- Exercise requirements -
Your answer should be an exact copy of the data.

── Material for this task

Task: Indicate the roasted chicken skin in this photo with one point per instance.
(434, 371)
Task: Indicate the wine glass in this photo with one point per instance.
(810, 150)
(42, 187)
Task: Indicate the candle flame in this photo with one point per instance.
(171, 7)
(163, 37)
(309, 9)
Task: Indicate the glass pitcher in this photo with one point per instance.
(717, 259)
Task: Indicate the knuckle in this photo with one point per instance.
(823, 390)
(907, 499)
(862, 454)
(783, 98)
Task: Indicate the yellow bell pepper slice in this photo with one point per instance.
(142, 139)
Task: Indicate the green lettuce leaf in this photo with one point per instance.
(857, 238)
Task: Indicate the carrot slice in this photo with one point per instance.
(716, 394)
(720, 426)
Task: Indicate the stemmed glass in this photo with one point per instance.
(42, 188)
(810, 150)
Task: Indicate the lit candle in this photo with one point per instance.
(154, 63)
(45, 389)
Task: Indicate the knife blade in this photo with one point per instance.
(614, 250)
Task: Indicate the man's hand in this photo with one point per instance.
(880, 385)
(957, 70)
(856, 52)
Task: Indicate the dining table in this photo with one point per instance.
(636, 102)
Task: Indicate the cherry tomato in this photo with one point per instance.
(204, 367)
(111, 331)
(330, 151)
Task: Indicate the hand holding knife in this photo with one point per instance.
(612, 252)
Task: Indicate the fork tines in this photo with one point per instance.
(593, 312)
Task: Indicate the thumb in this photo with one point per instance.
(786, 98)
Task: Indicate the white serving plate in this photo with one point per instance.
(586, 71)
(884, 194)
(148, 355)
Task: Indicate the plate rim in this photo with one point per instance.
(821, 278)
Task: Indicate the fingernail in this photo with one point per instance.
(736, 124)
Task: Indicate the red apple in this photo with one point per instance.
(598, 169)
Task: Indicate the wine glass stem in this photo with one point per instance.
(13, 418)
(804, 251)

────

- Written answer -
Task: Indicate the roasted chicken skin in this photo with one point per instance.
(434, 371)
Task: Indicate the wine glass in this photo with one point per instance.
(810, 150)
(42, 187)
Task: Indicate the candle flame in this photo with one point per instance.
(171, 7)
(163, 37)
(309, 9)
Task: Indicate the glass pitcher in this photo with one point per instance.
(717, 259)
Task: Indicate the knuckle in this photo with one point per instance.
(823, 390)
(907, 499)
(862, 454)
(783, 98)
Task: Indicate the yellow bell pepper slice in this photo with one point per instance.
(142, 139)
Task: Indicate the green lettuce leaf in this photo with one point per instance.
(857, 238)
Task: Indicate the carrot slice in this photo with one point per instance.
(716, 394)
(720, 426)
Task: Indicate the stemmed glass in this photo with one point per instance.
(42, 188)
(810, 150)
Task: Indicate the lit candle in this photo with one point per instance.
(154, 63)
(45, 389)
Task: Indicate the knife blade in this photo with one point per instance.
(614, 250)
Task: Indicate the man's hand in this photo with one point per instance.
(880, 385)
(957, 70)
(856, 52)
Task: Indicate the dining table in this photo with one point per instance.
(636, 102)
Task: Indicate the cherry tomato in this photo with one point per instance.
(204, 367)
(111, 331)
(330, 151)
Task: Indicate the hand holding knife in this photo with one point per instance.
(612, 252)
Task: Indicate the fork tines in this photo with one point per instance.
(593, 312)
Task: Indicate the thumb in this photo with one point per instance.
(786, 98)
Task: Indicate the white serving plate in this photo with one point per instance.
(586, 71)
(884, 194)
(148, 355)
Task: Indicate the plate rim in this photo with one point per instance.
(821, 278)
Task: Indicate the fingernail in this photo with one point per instance.
(736, 124)
Task: Indicate the red apple in this photo with one point per instance.
(598, 169)
Task: Indicate the wine glass stem in this photo with one point per instance.
(13, 418)
(804, 251)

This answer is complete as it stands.